Study text:
There are also pipeline improvements to consider: switching to a proper XML parser for the RSS feeds, pre-computing some of the metadata that is currently derived at runtime (such as the country list and related story counts), and potentially expanding the list of sources.
Wrapping up
When I got the idea for Blue Earth, I honestly did not think it would be possible. At the very least, I thought that the interaction between Three.js and native HTML elements would seem clunky and not feel quite natural. I was blown away when I saw how natural and well everything worked in the end, using a single canvas element. I am just starting to understand and experiment with the HTML in Canvas API, but from my initial exploration, it opens doors to experiences on the web that would either not have been possible before, be almost entirely inaccessible, or be so resource-heavy that it would not make sense for many real-world scenarios.

Referring-expression pointing data
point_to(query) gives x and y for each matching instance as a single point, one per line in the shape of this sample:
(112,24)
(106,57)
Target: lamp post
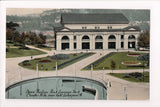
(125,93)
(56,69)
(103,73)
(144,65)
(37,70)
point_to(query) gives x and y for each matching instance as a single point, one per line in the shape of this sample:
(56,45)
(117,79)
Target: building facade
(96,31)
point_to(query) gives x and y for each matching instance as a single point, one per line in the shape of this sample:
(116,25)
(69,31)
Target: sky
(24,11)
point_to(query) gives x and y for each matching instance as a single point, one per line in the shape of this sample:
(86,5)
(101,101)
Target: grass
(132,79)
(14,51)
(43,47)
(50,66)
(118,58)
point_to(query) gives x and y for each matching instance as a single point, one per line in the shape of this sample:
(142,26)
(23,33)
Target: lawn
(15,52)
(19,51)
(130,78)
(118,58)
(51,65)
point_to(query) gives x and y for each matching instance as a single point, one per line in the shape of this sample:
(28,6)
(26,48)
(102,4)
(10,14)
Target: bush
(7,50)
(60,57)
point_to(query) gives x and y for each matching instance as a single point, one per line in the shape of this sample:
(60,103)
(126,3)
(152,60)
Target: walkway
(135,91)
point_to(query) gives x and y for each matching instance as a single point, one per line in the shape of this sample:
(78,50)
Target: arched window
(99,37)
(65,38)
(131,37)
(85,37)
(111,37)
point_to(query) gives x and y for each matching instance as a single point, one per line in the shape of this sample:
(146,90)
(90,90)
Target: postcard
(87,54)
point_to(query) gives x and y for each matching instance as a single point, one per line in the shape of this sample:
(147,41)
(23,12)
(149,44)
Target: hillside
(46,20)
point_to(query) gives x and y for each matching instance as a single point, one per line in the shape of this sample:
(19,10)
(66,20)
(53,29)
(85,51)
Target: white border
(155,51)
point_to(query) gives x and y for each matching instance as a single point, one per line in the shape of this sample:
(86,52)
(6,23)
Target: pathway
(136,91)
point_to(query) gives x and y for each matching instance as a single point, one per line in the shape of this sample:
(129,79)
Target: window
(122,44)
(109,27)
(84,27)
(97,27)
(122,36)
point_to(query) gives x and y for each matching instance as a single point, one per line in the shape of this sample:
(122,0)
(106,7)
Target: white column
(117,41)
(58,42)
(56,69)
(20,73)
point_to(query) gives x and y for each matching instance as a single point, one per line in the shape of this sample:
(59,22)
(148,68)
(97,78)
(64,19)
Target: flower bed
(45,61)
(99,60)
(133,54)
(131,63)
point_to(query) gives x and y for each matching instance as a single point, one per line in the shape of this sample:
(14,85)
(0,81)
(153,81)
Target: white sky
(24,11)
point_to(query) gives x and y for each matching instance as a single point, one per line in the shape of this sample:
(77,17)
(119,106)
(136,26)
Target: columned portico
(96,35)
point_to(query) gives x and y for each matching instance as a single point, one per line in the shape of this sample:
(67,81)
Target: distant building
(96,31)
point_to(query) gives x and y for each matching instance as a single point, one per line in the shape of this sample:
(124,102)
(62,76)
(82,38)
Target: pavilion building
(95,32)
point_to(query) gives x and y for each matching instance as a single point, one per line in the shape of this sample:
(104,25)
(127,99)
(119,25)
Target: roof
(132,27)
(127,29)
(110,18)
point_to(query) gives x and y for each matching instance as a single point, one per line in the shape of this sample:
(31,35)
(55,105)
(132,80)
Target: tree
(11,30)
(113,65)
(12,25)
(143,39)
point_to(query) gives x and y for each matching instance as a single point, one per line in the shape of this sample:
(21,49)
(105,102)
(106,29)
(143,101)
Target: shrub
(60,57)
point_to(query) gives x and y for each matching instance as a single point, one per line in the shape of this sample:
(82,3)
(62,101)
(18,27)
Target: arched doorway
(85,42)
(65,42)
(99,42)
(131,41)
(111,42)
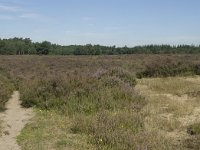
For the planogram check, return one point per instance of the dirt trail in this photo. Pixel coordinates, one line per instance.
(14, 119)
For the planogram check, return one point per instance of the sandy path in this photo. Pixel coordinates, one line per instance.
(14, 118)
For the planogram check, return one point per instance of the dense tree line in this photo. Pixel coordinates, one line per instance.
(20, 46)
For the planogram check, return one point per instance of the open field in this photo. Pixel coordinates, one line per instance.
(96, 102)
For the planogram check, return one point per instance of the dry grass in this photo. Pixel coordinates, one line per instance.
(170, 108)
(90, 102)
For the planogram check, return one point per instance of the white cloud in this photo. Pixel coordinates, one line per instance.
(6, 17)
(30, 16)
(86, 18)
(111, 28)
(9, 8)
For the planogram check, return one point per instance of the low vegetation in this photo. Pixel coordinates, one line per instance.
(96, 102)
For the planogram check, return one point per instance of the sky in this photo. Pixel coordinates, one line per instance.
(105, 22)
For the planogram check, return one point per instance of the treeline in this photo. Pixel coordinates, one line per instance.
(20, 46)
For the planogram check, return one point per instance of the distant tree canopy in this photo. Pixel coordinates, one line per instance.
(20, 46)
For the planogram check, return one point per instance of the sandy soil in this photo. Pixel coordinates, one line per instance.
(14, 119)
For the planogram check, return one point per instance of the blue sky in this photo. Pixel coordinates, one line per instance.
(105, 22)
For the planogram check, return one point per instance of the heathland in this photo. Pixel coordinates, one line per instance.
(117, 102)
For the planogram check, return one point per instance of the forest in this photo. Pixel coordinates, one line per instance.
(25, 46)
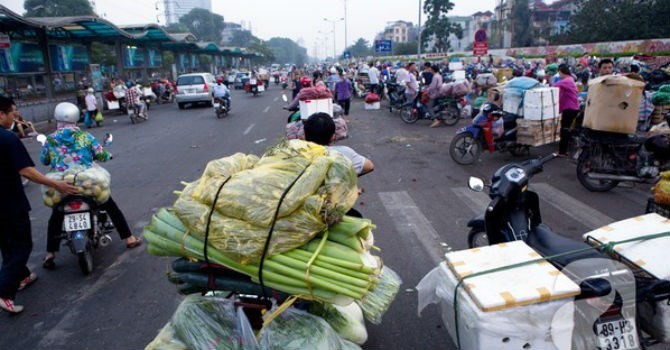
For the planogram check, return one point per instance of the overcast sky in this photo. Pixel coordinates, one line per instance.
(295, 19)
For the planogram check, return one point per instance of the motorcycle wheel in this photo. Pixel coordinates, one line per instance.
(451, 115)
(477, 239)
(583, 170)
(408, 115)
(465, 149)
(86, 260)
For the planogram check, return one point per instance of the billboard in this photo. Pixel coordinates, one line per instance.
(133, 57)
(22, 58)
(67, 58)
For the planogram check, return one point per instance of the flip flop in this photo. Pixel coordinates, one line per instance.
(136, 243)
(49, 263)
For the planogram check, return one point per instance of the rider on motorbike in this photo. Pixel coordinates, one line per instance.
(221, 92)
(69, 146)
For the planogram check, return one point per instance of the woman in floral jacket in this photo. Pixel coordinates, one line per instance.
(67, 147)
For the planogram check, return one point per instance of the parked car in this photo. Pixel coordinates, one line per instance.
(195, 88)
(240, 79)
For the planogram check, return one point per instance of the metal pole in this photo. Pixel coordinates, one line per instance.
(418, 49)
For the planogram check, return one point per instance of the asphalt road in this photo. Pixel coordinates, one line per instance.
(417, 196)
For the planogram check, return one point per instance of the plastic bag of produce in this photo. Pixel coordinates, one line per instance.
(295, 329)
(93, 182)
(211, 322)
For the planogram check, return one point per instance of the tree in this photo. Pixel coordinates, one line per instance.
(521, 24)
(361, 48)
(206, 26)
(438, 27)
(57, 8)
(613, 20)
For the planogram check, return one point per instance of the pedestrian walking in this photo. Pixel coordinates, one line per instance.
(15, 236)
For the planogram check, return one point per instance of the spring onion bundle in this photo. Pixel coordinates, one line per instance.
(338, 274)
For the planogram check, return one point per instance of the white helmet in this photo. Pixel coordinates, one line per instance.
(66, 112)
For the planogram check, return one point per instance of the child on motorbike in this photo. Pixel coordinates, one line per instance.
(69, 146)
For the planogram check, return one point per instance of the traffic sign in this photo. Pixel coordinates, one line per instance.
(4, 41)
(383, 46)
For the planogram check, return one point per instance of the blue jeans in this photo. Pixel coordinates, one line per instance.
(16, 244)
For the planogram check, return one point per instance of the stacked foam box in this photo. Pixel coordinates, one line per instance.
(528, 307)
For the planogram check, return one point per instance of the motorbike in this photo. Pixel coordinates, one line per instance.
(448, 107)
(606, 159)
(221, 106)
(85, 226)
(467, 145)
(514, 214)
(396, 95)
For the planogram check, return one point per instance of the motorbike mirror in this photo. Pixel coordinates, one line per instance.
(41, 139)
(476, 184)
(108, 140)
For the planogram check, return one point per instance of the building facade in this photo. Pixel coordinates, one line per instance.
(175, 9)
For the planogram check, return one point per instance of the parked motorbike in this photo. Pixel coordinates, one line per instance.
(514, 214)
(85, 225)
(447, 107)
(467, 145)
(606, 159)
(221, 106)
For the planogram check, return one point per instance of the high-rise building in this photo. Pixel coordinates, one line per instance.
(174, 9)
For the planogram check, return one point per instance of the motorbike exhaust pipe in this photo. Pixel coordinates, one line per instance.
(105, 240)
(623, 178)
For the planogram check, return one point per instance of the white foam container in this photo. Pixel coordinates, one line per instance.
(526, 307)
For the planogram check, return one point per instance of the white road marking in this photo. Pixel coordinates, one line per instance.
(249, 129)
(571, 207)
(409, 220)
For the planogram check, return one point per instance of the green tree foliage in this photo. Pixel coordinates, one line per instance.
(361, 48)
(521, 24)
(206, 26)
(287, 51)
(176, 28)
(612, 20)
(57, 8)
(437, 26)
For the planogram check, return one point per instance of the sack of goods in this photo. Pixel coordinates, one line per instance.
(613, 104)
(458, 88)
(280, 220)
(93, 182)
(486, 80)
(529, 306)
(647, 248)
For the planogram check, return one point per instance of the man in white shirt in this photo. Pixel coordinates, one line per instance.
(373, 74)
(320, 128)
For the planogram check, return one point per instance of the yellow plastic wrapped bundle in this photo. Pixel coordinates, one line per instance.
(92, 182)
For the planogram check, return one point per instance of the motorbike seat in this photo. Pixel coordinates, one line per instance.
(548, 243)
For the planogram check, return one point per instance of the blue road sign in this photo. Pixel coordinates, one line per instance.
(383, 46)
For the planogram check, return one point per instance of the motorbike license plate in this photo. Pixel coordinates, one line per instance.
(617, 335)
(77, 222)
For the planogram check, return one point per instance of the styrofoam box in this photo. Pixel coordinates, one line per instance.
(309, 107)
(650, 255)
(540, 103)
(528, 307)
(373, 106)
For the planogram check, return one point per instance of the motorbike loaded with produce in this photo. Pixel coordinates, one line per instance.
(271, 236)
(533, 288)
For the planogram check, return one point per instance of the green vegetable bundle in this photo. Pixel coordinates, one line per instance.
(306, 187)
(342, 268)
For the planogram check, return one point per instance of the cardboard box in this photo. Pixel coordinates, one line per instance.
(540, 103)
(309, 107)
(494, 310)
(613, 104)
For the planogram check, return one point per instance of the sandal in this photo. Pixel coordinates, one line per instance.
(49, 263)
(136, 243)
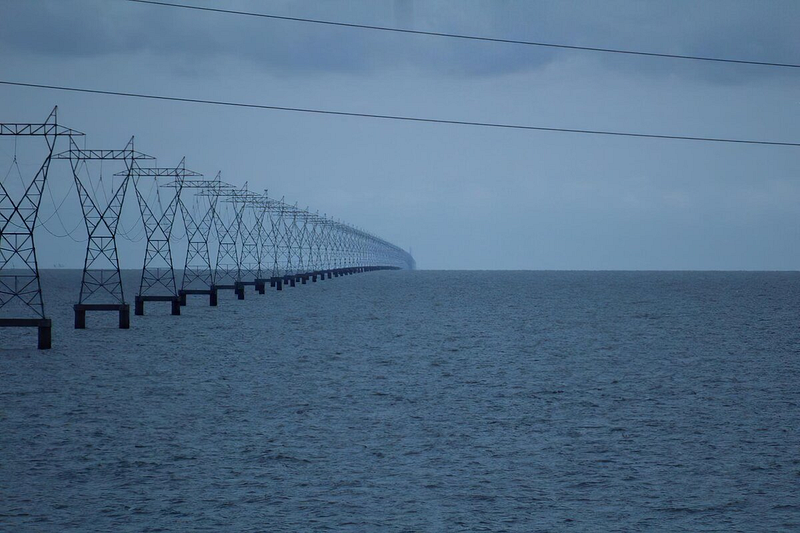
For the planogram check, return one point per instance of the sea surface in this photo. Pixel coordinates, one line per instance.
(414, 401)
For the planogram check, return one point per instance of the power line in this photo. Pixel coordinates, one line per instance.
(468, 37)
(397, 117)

* * *

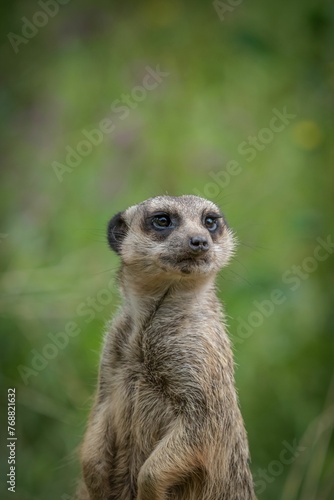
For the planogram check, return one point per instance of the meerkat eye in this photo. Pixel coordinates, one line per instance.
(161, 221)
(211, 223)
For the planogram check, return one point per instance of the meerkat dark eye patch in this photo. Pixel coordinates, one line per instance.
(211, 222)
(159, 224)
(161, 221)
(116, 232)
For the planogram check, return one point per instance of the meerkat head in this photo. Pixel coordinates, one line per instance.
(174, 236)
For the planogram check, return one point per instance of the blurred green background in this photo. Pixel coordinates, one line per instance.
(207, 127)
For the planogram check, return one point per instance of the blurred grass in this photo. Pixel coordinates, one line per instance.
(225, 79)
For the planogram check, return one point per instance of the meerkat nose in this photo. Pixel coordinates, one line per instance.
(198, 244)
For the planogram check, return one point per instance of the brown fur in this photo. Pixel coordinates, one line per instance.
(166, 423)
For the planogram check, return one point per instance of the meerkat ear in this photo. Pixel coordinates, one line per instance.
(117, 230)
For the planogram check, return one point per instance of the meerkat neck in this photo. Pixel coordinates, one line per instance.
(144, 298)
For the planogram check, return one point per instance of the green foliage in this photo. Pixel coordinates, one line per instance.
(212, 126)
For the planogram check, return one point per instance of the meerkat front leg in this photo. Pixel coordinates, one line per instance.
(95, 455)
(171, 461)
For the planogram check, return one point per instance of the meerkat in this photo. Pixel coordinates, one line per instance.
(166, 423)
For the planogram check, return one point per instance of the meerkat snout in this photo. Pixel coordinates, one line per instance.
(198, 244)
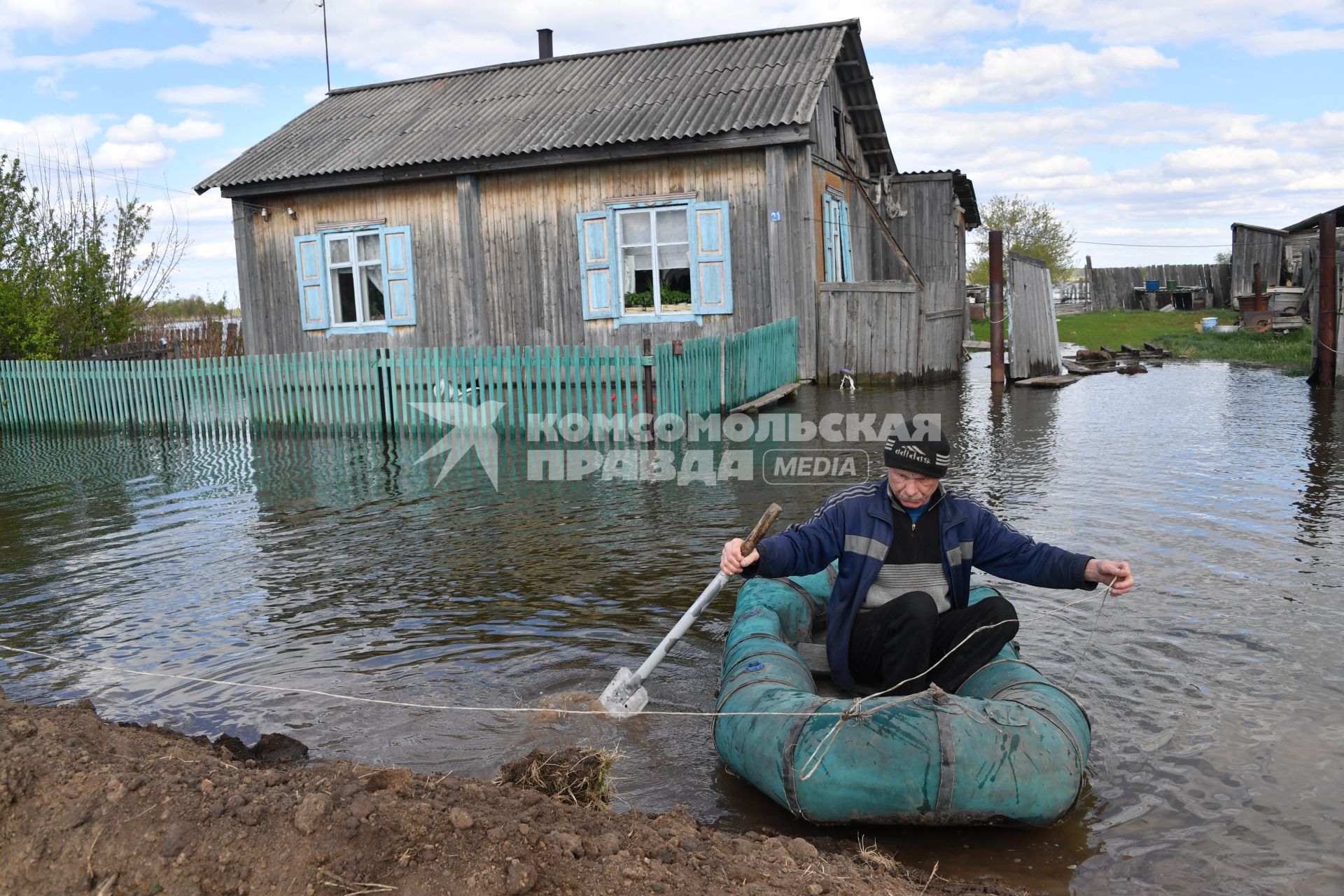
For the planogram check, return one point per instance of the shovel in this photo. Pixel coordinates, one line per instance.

...

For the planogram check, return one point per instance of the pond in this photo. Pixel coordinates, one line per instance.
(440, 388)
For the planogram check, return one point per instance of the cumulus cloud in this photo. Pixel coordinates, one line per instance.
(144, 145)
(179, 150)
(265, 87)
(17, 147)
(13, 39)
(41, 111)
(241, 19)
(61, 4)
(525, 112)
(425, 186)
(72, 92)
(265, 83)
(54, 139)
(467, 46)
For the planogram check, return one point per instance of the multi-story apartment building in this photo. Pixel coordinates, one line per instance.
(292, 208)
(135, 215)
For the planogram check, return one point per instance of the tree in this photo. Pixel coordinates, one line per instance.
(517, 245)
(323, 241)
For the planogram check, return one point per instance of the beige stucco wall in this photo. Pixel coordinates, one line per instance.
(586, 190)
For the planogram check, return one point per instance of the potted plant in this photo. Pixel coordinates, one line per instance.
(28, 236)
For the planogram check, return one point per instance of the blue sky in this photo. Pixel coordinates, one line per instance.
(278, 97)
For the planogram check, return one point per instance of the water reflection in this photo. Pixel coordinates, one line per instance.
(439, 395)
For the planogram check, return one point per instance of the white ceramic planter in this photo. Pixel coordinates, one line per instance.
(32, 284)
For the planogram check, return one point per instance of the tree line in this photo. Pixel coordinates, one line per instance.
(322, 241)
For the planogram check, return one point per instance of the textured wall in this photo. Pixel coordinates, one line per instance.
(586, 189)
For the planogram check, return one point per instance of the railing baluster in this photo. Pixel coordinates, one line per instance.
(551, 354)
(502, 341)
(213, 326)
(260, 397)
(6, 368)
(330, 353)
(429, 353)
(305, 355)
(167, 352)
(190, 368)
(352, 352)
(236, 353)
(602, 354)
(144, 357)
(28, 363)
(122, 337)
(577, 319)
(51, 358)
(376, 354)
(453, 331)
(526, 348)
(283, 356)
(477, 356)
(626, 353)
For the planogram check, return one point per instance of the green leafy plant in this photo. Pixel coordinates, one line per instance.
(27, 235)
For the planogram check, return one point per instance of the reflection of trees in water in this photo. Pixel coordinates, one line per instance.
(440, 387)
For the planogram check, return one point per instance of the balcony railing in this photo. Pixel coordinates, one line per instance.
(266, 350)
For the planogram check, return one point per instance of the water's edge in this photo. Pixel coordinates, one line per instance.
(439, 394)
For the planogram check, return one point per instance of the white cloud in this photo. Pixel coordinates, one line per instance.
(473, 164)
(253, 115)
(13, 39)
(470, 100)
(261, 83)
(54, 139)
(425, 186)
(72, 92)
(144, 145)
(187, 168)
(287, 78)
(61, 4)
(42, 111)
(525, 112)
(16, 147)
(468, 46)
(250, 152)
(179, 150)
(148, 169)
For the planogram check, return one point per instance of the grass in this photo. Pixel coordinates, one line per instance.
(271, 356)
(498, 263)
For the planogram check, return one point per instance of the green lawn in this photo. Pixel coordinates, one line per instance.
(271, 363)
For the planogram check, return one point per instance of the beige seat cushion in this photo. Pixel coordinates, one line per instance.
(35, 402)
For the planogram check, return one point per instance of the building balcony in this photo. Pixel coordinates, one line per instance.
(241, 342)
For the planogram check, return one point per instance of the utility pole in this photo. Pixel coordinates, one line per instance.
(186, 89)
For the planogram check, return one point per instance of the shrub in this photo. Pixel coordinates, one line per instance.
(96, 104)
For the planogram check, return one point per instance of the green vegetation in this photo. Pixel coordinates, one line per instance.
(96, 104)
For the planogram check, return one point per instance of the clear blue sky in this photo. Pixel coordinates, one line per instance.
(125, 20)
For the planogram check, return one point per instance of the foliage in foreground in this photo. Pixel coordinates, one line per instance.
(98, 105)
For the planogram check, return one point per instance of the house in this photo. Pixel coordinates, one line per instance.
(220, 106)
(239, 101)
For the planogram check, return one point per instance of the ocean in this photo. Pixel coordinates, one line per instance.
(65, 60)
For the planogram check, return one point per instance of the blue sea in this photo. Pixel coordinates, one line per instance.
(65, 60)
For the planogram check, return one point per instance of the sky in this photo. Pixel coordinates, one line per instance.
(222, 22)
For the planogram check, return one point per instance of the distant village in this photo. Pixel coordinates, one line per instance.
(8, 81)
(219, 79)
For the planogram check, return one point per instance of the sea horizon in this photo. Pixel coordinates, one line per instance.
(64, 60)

What is required:
Write out the Blue Earth write-up again, starting with "Wrapping up" and going on through "many real-world scenarios.", substituting "Green Earth" for "Blue Earth".

Your response:
Wrapping up
When I got the idea for Green Earth, I honestly did not think it would be possible. At the very least, I thought that the interaction between Three.js and native HTML elements would seem clunky and not feel quite natural. I was blown away when I saw how natural and well everything worked in the end, using a single canvas element. I am just starting to understand and experiment with the HTML in Canvas API, but from my initial exploration, it opens doors to experiences on the web that would either not have been possible before, be almost entirely inaccessible, or be so resource-heavy that it would not make sense for many real-world scenarios.